━━━━━ Task material
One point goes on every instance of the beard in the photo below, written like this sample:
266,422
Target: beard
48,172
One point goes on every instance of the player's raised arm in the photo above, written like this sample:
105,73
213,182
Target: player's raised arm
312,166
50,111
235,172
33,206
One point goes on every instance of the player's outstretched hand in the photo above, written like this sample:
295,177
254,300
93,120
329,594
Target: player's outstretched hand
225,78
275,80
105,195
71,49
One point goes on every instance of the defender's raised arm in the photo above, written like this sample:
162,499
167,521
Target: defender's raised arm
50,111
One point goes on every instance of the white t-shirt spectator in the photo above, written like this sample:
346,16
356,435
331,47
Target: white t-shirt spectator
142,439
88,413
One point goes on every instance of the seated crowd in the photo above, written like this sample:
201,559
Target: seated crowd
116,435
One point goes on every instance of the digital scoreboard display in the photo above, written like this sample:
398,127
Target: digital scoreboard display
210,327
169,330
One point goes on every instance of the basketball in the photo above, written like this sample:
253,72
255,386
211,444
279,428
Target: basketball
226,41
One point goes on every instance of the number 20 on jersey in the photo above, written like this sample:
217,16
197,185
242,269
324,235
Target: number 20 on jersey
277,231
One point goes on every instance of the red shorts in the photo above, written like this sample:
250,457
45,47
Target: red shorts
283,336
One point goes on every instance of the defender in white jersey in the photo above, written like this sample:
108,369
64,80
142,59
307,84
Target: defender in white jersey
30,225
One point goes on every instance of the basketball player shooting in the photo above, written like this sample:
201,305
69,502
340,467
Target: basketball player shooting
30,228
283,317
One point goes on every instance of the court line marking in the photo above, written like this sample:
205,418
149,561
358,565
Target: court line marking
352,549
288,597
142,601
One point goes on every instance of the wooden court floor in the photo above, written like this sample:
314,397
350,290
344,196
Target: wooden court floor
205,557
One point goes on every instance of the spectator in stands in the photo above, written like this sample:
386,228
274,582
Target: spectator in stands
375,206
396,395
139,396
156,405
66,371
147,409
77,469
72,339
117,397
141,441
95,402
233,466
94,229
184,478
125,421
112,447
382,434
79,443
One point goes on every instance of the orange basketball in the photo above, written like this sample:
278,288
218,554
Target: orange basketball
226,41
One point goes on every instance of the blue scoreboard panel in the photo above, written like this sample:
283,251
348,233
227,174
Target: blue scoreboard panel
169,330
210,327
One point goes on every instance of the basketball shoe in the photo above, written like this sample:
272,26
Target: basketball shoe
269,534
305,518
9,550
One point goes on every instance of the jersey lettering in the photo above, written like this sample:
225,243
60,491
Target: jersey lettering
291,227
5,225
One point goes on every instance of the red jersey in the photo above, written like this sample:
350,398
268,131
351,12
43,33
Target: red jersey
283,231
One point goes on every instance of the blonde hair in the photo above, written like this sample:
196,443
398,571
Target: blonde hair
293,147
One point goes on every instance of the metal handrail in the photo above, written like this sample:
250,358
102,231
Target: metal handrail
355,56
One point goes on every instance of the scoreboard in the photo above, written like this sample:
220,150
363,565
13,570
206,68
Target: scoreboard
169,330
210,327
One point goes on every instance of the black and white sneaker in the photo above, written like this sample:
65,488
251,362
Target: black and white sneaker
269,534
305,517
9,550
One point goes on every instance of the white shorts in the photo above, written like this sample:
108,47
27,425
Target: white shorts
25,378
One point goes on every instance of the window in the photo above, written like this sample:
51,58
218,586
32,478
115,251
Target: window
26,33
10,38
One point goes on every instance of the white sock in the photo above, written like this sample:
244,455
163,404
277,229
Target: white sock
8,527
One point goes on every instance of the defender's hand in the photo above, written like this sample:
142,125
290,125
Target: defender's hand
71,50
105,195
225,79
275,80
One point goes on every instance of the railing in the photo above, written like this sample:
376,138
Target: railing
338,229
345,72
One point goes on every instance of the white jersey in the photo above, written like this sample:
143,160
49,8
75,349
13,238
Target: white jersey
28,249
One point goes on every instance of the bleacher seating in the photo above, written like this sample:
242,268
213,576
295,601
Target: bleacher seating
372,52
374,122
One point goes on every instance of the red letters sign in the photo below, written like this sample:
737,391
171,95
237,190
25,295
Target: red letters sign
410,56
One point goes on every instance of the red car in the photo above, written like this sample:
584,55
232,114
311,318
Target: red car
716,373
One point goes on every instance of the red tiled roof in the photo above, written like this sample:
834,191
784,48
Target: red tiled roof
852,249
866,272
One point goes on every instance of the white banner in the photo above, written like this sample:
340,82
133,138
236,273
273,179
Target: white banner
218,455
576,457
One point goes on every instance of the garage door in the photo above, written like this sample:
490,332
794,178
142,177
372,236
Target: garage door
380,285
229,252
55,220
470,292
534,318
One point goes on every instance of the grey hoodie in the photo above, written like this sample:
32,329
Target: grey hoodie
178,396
━━━━━━━━━━
Task statement:
Reproduce all of the data above line for line, changing nothing.

Reply:
One point goes on every instance of the beard in the photo below, written like this sample:
266,422
Target: beard
48,172
One point goes on every instance of the player's raised arm in the photo above, written like this sample:
105,73
213,182
Target: player's raised arm
312,166
50,111
235,172
33,206
One point goes on every instance of the player's outstretched hand in the photo above, written like this sample:
295,177
254,300
93,120
329,594
Target: player's outstretched hand
225,78
275,80
105,195
71,49
One point goes on every instance of the defender's raised arm in the photo above, written like this sample:
162,499
167,521
Target: defender's raised arm
50,111
One point goes on every instance of the white t-shirt spectator in the photo above, written like this sample:
346,16
356,435
331,47
Target: white t-shirt spectator
142,439
88,413
One point goes on every instance of the seated crowd in the photo above, written like this sample:
201,559
Target: seated crowd
116,435
One point goes on every instance of the digital scoreboard display in the photo above, written like this sample:
398,127
Target: digital scoreboard display
210,327
169,330
One point goes on every instance of the basketball in the photo above, written like this sample:
253,72
255,386
211,444
279,428
Target: basketball
226,41
One point goes on every instance of the number 20 on jersey in the photo above, written like this sample:
217,16
197,185
242,269
324,235
Target: number 20 on jersey
277,231
One point goes on every instance of the red shorts in the photo above, written like this sample:
250,457
45,47
Target: red shorts
283,336
One point goes on every instance of the defender in white jersey in the photo above, written like this sample:
108,369
64,80
142,59
307,84
Target: defender in white jersey
30,225
One point goes on every instance of the basketball player shooting in the photo above, written like this sample:
201,305
69,502
340,467
Target: basketball player shooting
30,228
283,317
One point goes on every instance of the court line marking in the photo above, written like this sample:
205,418
149,561
358,565
Target: court line marking
352,549
288,597
142,601
One point goes on every instance of the wooden court floor in the photo above, written like this sample:
314,397
350,290
344,196
Target: wooden court floor
205,557
One point goes on every instance of the spectator in stands in the photo above, written like this sample:
386,228
274,582
Target: spectator in stands
375,206
396,395
139,396
156,405
66,371
147,409
77,469
72,339
117,397
141,441
95,402
233,466
94,229
184,478
125,421
112,447
382,434
79,443
One point goes on every instance of the orange basketball in the photo above, written like this sample:
278,288
218,554
Target: orange basketball
226,41
One point goes on every instance of the blue scoreboard panel in the photo above, written like this sample:
283,251
348,233
227,174
Target: blue scoreboard panel
169,330
210,327
One point goes on every instance of the basketball shoe in the photo above, written like this sample:
272,26
Target: basketball shoe
269,534
305,518
9,550
One point goes on every instance of the jersey lettering in the photo above, written like this sample:
225,243
60,491
Target: jersey lettering
291,227
5,225
One point goes on every instance of the red jersey in the photo above, written like this sample:
350,398
268,131
351,12
43,33
Target: red jersey
283,231
One point goes on every instance of the blonde hair in the photo above, written like this sample:
196,443
398,571
Target: blonde hair
293,147
One point goes on every instance of the metal handrail in the photo above, written like this sample:
250,358
102,231
Target: metal handrail
355,56
One point goes on every instance of the scoreboard in the photo above, written like this sample:
220,150
363,565
13,570
206,68
Target: scoreboard
169,330
210,327
One point goes on every instance of the black and white sneaker in the photo above, written like this sample:
65,488
251,362
Target: black and white sneaker
269,534
305,517
9,550
One point goes on every instance of the white shorts in the photo above, written like this sample:
108,47
27,425
Target: white shorts
25,378
One point goes on every instance of the window in the photo above, written like this sample:
51,58
218,586
32,478
115,251
Target: window
26,33
10,38
One point goes on every instance of the white sock in the photo above, written like this sample:
244,455
163,404
277,229
Target: white sock
8,527
One point goes on every instance of the defender's hand in the photo above, written like this sample:
142,125
290,125
Target: defender's hand
71,50
105,195
225,79
275,80
One point goes on every instance of the railing in the photo above, written like this sample:
376,138
Target: railing
338,229
345,72
One point goes on every instance of the white jersey in the photo above, written like this sample:
143,160
49,8
75,349
13,238
Target: white jersey
28,249
One point goes on every instance of the bleacher seating in the photo above, written like this sample:
242,268
213,576
295,601
Target: bleacher seating
372,52
374,122
One point goes on every instance of the red letters sign in the photo below, written like this sample:
737,391
171,95
237,190
25,295
Target: red letters sign
410,56
One point goes on every instance of the red car in the photo above, written like this sample:
584,55
232,114
311,318
Target: red car
716,373
One point goes on every instance of the red tiled roof in the photo above, written like this sample:
834,191
784,48
Target: red tiled roof
852,249
866,272
One point goes on every instance of the white banner in the photo above, written like this sample:
340,82
133,138
236,273
273,179
Target: white banner
218,455
576,457
One point goes on every instance of the garage door in the photo above, written like this sample:
490,332
794,178
142,177
372,236
Target: garage door
380,285
229,252
55,220
470,292
534,318
One point goes on every instance of the grey hoodie in the photo above, written like this sample:
32,329
Target: grey hoodie
178,396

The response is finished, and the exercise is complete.